Request A -> Switch "dirt ground" to "bare soil" in the entries from the line that has "(233,60) (no space after the comma)." through the end of the entries, and return only those lines, otherwise unchanged.

[Start Passage given]

Appropriation Bill (No. 1) 2026-2027

Mr McCORMACK (Riverina) (15:58): The government is reclaiming $103.9 million from the National Water Grid Fund because it's 'uncommitted', yet councils and water utilities are queued up with shovel-ready projects. Uncommitted doesn't mean unneeded; it means undelivered. This is a delivery failure.

Will the minister tell us how many ready-to-go water grid projects sit unfunded whilst this $103.9 million is handed back? From that same fund, $140 million has been committed to Queensland for 2029-30 with no named project and no location. We're asked to wave through $140 million for a project that on the papers does not yet exist.

Will the minister name the particular project? Where is it? What does it deliver, and why can money be found four years out for an unnamed Queensland project but not for the communities from which $103.9 million has just been taken?

The Sustainable Rural Water Use and Infrastructure Program collapses from $479 million this year to $357 million next year and to just—wait for this—$3 million in 2027-28. Then it's gone—completely gone. This is the program which helps farmers lift water efficiency and recovers environmental water without ripping it straight out of irrigation for river towns.

Why is the government defunding the one tool that recovers water without hollowing out communities, leaving only buybacks? Lazy, lazy politics equals water buybacks. The Sustainable Communities Program, which is meant to cushion the socioeconomic hit of buybacks and water recovery, is also cut after 2028-29, justified by a claim that the Murray-Darling Basin Plan will be 'delivered in full' by the end of 2027.

Good luck with that. The government has not shown how this will be done. It has not.

So I do ask: will the Murray-Darling Basin Plan be delivered in full by the end of 2027—yes or no? If the minister cannot guarantee it, why switch off community support on the assumption that it will? That is exactly what the minister is doing with this particular initiative.

Costs across the budget papers for water recovery are marked 'not for publication'. The department's own tables admit this is because of commercial sensitivities and ongoing government-to-government negotiations with the states. This is—I hate to say it—a polite way of saying there are deals being done with your money that this parliament is not allowed to see.

[End Passage given]
[Start Material for the task]

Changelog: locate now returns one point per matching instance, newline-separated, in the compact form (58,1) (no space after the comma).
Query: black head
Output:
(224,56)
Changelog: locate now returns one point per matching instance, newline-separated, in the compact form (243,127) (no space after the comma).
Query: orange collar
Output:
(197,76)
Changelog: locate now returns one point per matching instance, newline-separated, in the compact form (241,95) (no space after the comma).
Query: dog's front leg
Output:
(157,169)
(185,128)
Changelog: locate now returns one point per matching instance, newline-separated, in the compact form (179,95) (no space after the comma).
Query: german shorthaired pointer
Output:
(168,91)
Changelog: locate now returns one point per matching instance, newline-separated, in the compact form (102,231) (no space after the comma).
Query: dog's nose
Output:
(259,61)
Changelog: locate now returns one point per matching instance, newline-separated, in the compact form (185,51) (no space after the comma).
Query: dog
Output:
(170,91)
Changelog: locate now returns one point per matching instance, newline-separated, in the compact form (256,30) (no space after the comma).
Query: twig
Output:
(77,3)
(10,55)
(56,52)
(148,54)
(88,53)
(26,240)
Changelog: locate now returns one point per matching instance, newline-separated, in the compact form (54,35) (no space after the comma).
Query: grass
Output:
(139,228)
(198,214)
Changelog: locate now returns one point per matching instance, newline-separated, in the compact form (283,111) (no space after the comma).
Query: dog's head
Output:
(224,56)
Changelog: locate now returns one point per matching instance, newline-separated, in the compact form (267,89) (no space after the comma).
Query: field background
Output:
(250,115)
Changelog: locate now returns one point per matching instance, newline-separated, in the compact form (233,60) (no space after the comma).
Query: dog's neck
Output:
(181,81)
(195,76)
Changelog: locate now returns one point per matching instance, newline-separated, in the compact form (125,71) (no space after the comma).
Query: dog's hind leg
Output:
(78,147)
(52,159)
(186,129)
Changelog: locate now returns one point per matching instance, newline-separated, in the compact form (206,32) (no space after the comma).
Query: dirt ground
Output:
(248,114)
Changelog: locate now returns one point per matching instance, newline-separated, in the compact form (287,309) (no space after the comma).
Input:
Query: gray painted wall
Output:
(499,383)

[End Material for the task]

Request B -> Repeat verbatim a portion of the speech on the appropriation bill, beginning at the words "Mr McCORMACK (Riverina)" and stopping after "a delivery failure.".

Exercise response A ->
Changelog: locate now returns one point per matching instance, newline-separated, in the compact form (233,60) (no space after the comma).
Query: dog's neck
Output:
(181,81)
(195,76)
Changelog: locate now returns one point per matching instance, newline-separated, in the compact form (125,71) (no space after the comma).
Query: dog's hind leg
Output:
(78,147)
(52,159)
(186,129)
Changelog: locate now returns one point per matching instance, newline-separated, in the compact form (206,32) (no space after the comma).
Query: bare soil
Output:
(248,114)
Changelog: locate now returns one point per matching instance, newline-separated, in the compact form (287,309) (no space after the comma).
Input:
Query: gray painted wall
Output:
(499,383)

Exercise response B ->
Mr McCORMACK (Riverina) (15:58): The government is reclaiming $103.9 million from the National Water Grid Fund because it's 'uncommitted', yet councils and water utilities are queued up with shovel-ready projects. Uncommitted doesn't mean unneeded; it means undelivered. This is a delivery failure.